Start of Block

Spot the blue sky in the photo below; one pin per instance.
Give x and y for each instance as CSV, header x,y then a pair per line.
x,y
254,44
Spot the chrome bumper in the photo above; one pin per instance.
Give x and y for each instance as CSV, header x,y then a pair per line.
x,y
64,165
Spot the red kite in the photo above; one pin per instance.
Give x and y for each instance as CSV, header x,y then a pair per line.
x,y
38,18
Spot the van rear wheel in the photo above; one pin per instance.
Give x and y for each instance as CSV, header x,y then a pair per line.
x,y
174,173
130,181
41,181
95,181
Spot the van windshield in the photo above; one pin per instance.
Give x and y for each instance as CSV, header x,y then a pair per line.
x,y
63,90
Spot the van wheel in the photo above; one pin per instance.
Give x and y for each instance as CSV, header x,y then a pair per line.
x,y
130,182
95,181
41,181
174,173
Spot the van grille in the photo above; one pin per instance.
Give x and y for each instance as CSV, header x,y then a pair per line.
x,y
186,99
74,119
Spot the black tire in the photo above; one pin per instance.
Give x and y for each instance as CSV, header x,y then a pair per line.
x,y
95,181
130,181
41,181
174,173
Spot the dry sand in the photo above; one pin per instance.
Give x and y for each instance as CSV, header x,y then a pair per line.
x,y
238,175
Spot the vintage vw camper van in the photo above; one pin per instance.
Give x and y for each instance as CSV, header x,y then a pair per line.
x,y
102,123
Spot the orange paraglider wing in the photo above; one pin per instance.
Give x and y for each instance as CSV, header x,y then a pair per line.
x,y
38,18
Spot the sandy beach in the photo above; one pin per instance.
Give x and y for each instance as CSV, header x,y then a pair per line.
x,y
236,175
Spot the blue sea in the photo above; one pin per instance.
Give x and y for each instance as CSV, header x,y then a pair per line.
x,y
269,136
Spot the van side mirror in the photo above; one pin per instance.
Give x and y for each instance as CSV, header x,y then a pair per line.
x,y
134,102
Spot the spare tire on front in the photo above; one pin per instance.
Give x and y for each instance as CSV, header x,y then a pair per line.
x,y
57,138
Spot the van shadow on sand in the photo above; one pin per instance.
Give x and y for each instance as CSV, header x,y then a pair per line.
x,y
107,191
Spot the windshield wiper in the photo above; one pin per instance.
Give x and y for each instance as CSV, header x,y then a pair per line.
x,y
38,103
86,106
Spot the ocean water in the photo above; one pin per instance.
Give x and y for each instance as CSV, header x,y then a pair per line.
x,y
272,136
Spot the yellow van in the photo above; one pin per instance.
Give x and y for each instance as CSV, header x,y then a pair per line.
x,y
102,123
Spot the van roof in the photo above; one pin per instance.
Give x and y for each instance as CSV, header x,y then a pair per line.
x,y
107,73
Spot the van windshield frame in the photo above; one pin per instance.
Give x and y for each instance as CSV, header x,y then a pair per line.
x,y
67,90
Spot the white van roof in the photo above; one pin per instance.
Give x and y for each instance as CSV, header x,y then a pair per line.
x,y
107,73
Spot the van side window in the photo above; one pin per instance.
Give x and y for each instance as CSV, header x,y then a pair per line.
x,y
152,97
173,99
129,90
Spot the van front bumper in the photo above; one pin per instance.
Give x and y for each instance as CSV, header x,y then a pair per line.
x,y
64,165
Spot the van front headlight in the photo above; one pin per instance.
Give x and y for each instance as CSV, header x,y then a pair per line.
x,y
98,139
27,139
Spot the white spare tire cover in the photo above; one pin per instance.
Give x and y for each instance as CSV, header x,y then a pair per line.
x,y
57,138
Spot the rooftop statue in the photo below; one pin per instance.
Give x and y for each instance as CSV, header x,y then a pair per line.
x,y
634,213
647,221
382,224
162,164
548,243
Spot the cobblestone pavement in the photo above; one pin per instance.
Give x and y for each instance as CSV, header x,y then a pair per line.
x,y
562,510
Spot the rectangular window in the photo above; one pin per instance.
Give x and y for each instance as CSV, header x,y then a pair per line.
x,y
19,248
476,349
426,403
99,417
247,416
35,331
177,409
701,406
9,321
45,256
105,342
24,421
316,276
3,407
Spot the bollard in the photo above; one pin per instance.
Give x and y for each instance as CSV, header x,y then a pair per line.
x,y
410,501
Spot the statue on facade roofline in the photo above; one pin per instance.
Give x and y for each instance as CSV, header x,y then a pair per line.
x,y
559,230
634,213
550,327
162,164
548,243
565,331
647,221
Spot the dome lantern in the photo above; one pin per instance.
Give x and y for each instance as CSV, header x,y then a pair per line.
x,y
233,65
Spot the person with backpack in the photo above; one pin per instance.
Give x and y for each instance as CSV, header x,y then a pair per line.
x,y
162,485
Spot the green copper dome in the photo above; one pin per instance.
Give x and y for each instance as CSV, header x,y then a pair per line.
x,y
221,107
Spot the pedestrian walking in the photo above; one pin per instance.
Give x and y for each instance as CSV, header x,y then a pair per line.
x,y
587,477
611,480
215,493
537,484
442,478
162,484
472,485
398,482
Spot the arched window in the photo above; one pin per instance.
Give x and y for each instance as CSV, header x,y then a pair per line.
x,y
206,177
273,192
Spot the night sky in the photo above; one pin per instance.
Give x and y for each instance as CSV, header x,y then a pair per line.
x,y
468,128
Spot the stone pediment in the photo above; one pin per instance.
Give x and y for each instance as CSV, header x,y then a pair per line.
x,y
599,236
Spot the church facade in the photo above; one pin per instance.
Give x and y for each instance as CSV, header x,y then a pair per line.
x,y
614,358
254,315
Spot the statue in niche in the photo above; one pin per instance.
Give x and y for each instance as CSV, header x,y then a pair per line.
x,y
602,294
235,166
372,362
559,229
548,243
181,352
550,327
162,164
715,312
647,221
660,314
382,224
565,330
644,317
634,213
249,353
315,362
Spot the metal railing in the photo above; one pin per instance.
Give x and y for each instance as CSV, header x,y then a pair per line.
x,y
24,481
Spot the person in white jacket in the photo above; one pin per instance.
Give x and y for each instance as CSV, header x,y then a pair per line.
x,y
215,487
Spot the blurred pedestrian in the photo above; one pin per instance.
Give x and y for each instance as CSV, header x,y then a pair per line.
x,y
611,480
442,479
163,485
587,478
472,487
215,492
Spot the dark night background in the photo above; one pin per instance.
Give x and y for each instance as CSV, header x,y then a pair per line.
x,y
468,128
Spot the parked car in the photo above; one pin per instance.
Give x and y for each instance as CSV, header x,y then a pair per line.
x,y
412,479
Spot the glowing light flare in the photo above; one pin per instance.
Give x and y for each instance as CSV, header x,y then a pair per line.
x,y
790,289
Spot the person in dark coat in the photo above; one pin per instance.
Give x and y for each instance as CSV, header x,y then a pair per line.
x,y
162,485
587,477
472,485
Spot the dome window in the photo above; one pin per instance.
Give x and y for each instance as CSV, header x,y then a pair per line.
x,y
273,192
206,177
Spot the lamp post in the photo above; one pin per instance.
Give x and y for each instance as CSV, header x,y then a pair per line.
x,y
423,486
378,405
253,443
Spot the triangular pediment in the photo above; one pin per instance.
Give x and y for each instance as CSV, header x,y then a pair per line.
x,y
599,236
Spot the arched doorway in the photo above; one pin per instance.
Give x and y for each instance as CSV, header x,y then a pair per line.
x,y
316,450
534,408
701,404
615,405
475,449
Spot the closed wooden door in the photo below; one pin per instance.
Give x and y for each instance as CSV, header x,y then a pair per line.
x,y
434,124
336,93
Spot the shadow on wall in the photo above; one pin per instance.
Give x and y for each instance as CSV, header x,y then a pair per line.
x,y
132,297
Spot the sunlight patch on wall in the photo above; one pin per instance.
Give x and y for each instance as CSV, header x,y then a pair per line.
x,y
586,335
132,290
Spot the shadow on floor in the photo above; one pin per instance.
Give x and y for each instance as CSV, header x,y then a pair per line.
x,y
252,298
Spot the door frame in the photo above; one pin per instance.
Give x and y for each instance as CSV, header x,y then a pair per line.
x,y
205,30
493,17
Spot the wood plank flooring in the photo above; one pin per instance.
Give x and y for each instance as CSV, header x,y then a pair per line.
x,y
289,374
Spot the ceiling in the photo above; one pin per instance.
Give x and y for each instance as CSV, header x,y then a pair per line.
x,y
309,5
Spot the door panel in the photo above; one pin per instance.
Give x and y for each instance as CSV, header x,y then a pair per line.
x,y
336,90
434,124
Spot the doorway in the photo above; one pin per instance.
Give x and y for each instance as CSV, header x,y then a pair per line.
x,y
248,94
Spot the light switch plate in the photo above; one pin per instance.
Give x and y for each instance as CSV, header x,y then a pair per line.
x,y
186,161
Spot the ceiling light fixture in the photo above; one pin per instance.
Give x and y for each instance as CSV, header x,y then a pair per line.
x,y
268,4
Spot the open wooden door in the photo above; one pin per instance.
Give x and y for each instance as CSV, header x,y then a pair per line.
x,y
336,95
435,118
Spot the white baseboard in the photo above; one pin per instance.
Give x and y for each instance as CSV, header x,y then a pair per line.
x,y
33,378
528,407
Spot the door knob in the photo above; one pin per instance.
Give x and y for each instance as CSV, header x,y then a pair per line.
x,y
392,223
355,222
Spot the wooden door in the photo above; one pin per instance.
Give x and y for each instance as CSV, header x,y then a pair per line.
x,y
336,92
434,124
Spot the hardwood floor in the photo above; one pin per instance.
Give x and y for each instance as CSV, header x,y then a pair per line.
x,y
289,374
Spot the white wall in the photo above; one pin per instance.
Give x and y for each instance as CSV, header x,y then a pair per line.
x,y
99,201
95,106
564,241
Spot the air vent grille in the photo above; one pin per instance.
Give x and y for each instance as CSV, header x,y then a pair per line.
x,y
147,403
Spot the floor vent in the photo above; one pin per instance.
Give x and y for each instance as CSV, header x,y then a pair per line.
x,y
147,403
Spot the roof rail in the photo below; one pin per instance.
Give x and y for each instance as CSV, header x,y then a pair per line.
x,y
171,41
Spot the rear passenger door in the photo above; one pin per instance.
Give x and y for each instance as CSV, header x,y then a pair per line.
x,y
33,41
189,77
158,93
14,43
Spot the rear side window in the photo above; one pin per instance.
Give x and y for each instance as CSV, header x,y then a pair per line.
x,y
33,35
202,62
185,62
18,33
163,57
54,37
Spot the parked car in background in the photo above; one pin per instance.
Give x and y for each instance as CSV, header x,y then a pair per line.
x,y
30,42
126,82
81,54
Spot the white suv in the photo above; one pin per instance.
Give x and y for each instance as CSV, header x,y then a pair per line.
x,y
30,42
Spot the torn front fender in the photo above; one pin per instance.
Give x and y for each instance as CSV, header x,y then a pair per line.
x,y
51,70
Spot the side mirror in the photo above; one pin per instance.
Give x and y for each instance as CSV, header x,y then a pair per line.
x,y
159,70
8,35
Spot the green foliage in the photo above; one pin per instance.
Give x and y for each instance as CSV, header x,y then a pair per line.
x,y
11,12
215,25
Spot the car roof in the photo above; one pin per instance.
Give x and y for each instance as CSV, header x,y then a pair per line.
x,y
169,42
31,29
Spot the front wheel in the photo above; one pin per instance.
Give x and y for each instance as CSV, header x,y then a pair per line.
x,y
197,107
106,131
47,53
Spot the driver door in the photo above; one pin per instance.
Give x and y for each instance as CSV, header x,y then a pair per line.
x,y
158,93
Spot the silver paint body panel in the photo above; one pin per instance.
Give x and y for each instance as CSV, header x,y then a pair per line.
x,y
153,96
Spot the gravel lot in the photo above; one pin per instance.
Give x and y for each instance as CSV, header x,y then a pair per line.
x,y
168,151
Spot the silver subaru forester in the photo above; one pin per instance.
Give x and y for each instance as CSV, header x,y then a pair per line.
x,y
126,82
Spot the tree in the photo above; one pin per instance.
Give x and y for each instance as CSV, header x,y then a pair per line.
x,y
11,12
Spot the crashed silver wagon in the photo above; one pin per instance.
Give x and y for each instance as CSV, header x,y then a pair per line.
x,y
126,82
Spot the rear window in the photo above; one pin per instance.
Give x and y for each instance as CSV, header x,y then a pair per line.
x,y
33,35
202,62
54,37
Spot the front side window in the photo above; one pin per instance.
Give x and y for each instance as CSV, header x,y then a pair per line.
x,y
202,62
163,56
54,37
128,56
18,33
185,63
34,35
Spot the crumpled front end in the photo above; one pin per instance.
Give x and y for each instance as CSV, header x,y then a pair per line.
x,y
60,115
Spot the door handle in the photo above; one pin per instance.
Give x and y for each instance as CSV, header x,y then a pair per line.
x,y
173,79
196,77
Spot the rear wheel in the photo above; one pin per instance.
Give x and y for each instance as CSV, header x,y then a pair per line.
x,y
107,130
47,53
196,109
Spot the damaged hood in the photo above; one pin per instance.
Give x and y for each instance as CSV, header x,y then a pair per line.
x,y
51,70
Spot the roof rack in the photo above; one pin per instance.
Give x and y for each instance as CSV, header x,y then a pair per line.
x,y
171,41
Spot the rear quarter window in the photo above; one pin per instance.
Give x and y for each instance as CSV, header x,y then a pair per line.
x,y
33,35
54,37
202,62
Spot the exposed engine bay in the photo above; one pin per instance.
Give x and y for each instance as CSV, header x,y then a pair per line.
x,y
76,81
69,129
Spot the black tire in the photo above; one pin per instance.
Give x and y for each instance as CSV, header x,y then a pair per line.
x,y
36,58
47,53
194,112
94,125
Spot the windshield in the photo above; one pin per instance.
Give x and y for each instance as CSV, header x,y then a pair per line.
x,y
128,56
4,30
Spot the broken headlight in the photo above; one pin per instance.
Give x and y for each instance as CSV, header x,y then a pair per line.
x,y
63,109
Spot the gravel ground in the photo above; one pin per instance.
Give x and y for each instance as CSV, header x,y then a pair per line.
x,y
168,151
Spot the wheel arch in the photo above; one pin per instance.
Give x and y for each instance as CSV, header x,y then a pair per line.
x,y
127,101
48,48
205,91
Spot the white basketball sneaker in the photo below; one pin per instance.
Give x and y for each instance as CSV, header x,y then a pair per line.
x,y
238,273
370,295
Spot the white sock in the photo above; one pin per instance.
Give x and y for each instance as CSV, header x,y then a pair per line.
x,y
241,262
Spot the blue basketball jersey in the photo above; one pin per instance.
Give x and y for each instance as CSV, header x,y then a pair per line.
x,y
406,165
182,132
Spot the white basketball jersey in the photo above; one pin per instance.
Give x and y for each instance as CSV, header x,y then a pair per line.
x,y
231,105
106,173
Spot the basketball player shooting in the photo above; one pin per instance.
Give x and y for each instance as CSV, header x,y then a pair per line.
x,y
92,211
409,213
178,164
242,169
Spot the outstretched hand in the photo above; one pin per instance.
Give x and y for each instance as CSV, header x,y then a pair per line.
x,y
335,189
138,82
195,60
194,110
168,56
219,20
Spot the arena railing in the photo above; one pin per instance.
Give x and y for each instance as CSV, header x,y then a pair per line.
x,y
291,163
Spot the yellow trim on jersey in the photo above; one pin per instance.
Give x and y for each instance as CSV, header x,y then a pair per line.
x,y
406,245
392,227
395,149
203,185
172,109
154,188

End of Block

§ **TASK OBJECTIVE**
Check the records above and copy each line that has the string "tire".

§ **SOLUTION TO THIS TASK**
Spot the black tire in the photo above; one pin per instance.
Spot the spare tire on front in the photo above; one pin per instance.
Spot the white spare tire cover in the photo above; one pin per instance.
Spot the black tire in the photo above; one pin per instance.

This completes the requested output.